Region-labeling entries
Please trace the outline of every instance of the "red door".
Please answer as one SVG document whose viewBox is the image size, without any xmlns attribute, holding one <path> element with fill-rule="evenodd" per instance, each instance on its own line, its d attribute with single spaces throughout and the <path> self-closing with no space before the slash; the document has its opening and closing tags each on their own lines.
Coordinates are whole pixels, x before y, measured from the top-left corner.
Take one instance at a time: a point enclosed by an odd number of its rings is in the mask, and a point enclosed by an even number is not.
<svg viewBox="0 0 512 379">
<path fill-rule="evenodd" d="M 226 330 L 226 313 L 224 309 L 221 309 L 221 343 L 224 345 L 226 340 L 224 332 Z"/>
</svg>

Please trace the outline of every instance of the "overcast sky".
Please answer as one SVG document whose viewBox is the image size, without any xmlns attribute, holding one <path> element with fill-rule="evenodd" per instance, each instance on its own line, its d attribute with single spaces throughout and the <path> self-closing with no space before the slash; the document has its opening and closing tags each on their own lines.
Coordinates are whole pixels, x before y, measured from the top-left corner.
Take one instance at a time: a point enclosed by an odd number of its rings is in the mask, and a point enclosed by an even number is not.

...

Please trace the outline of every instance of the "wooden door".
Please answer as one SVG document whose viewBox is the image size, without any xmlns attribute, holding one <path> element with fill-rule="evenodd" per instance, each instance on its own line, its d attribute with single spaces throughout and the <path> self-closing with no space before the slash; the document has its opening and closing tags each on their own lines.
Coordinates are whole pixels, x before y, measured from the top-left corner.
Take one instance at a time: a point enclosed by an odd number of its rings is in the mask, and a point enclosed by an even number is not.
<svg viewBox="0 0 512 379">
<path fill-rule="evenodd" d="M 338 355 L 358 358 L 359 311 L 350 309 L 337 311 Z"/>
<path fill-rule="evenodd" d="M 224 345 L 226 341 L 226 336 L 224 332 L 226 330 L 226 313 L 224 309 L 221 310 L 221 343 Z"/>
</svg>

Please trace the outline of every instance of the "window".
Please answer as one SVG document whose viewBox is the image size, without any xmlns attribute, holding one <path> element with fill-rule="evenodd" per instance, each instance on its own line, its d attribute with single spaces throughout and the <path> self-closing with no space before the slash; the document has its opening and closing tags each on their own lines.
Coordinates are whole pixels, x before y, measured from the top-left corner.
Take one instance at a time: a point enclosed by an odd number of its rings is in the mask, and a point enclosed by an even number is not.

==

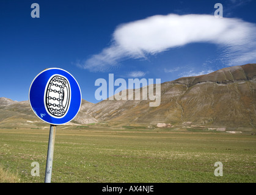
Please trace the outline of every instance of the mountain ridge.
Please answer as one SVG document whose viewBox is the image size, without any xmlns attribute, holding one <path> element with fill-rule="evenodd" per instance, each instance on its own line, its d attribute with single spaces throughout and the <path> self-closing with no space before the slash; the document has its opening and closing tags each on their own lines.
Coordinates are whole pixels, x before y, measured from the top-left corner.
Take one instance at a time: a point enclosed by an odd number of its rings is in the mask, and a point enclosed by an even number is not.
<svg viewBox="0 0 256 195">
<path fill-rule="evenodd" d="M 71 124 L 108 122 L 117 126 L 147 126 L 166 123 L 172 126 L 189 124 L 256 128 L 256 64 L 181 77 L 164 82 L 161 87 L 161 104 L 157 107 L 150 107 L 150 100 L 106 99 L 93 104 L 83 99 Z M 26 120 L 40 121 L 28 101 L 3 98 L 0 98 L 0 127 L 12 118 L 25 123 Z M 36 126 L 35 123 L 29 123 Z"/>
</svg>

Task statement
How many lines of the records above contain the string "trace"? Matching is case-sensitive; reply with the number alone.

Exercise response
5